## Study text
■ ■ ■

Girls Aloud at the O2 review: a reminder of the timeless brilliance of one of the greatest girl bands of all time

It would have been very hard to convince someone watching Girls Aloud being crowned the surprise winners of Popstars: The Rivals back in 2002 that the group would go on to become one of the greatest girl bands of all time. Or that they would turn pop on its head and have 21 top 10 singles – four of them number ones.

Yet, last night’s show, the band’s second of five performances at the O2 as part of a sold-out reunion tour, was a vivid and potent reminder that they are owners of the most scintillating collection of singles in British pop history – and also that their bubbly, fearless attitude was crucial to that success.

Nadine Coyle, Cheryl Tweedy, Kimberly Walsh and Nicola Roberts asked us to join them on a “magical journey of unity, nostalgia… and most importantly a celebration of our Sarah (Harding).” And Harding is a massive part of the show. When she tragically died from cancer in 2021, it was her dying wish that the tour would go on and her presence was felt throughout.

This was most notably during Whole Lotta History, as the shots lingered on her face and the message “the darkest nights produce the brightest stars” appeared, while I’ll Stand By You saw iPhone torches light up across the arena in an emotional tribute.

■ ■ ■

## To do
A. Rewrite the portion of the Girls Aloud review starting at "Yet, last night’s" and ending at "was felt throughout.", substituting "comeback tour" for "reunion tour".
B. In one to three sentences, explain why, according to the Girls Aloud review, the tour went ahead after Sarah Harding's death.
Base every response solely on the text above.

■ ■ ■

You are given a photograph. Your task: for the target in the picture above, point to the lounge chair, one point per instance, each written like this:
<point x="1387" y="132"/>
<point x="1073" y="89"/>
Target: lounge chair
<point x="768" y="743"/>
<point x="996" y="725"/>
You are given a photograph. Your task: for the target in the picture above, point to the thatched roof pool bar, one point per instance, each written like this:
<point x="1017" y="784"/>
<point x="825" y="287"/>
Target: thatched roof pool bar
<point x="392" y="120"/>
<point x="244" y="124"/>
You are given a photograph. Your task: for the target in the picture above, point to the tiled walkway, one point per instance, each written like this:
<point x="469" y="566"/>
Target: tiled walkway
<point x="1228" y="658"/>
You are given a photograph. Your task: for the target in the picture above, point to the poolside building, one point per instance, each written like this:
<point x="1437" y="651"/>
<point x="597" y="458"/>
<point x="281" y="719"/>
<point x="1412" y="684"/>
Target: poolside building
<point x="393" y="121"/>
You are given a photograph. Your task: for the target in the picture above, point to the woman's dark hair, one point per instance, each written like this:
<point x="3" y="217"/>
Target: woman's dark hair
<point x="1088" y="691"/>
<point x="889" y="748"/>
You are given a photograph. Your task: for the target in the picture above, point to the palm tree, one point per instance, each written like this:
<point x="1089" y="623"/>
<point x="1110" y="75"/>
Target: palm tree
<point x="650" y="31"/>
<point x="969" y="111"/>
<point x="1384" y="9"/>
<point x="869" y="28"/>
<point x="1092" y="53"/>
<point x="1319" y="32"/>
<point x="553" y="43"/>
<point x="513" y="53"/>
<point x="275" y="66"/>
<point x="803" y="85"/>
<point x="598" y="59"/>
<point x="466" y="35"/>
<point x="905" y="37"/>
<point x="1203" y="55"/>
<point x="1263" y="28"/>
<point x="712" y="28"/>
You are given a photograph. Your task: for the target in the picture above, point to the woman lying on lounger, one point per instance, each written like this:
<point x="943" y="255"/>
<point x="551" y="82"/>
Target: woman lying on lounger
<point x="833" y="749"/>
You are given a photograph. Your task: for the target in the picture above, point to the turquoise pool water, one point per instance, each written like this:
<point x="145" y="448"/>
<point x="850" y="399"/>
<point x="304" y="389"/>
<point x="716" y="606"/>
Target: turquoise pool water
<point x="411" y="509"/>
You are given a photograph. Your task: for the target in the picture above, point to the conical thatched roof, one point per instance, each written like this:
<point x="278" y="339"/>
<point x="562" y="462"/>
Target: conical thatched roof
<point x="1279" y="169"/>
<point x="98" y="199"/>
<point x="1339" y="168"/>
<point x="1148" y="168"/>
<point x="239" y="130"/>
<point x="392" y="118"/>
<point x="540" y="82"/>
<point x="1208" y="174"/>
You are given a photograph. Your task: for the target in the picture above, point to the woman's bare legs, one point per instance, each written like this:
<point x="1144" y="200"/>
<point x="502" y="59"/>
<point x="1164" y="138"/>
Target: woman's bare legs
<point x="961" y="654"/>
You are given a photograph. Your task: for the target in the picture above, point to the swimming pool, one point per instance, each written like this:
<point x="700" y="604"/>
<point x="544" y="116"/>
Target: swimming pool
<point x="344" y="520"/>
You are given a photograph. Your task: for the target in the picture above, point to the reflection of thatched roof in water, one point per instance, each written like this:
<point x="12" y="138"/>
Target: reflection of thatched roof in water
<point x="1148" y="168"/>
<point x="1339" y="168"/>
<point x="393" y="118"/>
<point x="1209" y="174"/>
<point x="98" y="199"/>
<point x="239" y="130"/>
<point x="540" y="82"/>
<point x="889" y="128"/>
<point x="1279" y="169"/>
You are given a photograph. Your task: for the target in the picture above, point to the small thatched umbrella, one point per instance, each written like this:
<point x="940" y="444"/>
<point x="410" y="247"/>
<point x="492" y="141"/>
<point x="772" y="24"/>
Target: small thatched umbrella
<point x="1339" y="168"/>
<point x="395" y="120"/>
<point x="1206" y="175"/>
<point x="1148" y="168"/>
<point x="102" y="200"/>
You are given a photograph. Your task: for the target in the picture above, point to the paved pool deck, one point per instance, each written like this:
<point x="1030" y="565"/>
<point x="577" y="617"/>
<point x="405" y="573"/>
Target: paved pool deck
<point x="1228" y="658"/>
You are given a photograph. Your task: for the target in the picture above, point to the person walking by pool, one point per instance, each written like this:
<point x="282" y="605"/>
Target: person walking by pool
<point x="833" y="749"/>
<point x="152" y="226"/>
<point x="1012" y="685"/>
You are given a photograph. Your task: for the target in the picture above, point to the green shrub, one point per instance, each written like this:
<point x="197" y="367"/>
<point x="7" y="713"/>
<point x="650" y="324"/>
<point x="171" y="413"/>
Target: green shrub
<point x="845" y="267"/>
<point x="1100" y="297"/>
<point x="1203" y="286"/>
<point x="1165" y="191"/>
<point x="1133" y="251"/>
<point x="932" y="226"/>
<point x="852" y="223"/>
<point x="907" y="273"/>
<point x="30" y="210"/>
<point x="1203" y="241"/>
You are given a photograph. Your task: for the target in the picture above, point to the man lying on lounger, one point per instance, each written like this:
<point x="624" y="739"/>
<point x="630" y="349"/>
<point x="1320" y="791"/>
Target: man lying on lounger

■ ■ ■

## Solutions for each task
A.
Yet, last night’s show, the band’s second of five performances at the O2 as part of a sold-out comeback tour, was a vivid and potent reminder that they are owners of the most scintillating collection of singles in British pop history – and also that their bubbly, fearless attitude was crucial to that success.

Nadine Coyle, Cheryl Tweedy, Kimberly Walsh and Nicola Roberts asked us to join them on a “magical journey of unity, nostalgia… and most importantly a celebration of our Sarah (Harding).” And Harding is a massive part of the show. When she tragically died from cancer in 2021, it was her dying wish that the tour would go on and her presence was felt throughout.

B. The tour went ahead because it was Sarah Harding's dying wish that it would go on. She died from cancer in 2021.